⟨
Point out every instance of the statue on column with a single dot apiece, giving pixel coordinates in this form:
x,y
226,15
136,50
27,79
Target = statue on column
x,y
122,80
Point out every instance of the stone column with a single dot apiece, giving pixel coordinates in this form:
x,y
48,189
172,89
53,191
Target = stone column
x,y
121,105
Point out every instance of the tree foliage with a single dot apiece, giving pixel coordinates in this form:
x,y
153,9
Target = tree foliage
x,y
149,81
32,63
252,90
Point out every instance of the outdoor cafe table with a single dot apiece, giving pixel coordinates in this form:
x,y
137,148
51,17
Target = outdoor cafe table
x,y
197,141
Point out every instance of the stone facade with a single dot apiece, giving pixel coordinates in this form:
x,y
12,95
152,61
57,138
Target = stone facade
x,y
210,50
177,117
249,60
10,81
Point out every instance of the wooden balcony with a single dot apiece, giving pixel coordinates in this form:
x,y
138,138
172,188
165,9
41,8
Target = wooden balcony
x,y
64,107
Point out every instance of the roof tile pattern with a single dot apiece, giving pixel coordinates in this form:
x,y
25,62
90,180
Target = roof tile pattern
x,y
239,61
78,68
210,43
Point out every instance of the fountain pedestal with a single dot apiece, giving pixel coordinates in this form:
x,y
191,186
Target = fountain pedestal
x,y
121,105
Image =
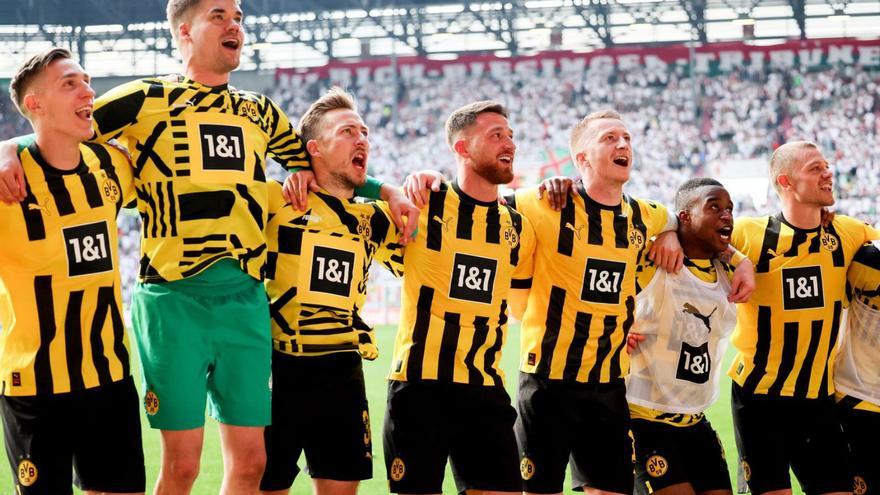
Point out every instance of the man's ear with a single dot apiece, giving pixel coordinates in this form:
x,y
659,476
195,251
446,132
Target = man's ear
x,y
783,181
581,160
183,31
460,148
312,147
30,103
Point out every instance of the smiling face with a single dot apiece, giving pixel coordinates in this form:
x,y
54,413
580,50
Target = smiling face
x,y
606,152
705,226
809,179
342,149
60,100
212,36
489,146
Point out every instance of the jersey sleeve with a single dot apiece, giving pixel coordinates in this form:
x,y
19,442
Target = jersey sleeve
x,y
285,144
658,218
276,197
645,270
739,238
864,273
⟩
> [Problem requirements] Write out all the records again, substituting "image coordinates" for "pixel coordinates" wherever it occurs and changing nothing else. Leave the pictures out of your answer.

> [Reply to the exercise]
Point out every instance of the statue on column with a single dot apiece, giving image coordinates in this form:
x,y
226,15
136,50
27,79
Target = statue on column
x,y
122,80
Point out every instance of the stone column with a single dot apiece, giving image coordinates in this form:
x,y
48,189
172,89
53,191
Target = stone column
x,y
121,105
Point out every instance of the tree foliage with a single dot apiece, giving image coordinates in this form:
x,y
153,9
Target = tree foliage
x,y
149,81
32,63
252,90
Point out every instance of the outdoor cafe table with a single dot apiece, giving image coordinates in this form:
x,y
137,148
51,17
Target = outdoor cafe table
x,y
197,141
Point out every instance of the stone facade with a single dot apiece, giving image coordinates in this form:
x,y
12,95
152,61
57,138
Target = stone facade
x,y
210,50
177,117
249,60
10,81
Point out every instance of the wooden balcony with a single dot apiece, giving image coordinates in this form:
x,y
138,138
172,188
165,9
41,8
Target = wooden balcony
x,y
64,107
Point out every instance of the roof tile pattern with a single dot apiece, giving image coordinates in this form:
x,y
25,62
90,180
Target = roof tile pattern
x,y
239,61
78,68
210,43
Point out every instance of the fountain pedestal with a single dot apiece, giving image coordinates in this form:
x,y
191,186
Target = fountain pedestal
x,y
121,105
Image =
Point out every instance of the man's ear with a single dot apiece, giving image coordinates in this form:
x,y
659,476
195,251
446,132
Target = man's ear
x,y
783,181
581,160
183,31
460,148
312,147
30,103
Point out every instance of the smiling face with a single dot apiece, giving image coordinates in this form:
x,y
54,413
580,50
Target = smiling face
x,y
606,152
705,226
809,179
342,149
60,100
212,36
489,146
Point out every instance of the jersey sleeve with a single dot apiece, giving image coordinates in this form:
x,y
19,442
Target = jersey sleeve
x,y
285,144
658,218
276,197
645,270
739,238
864,273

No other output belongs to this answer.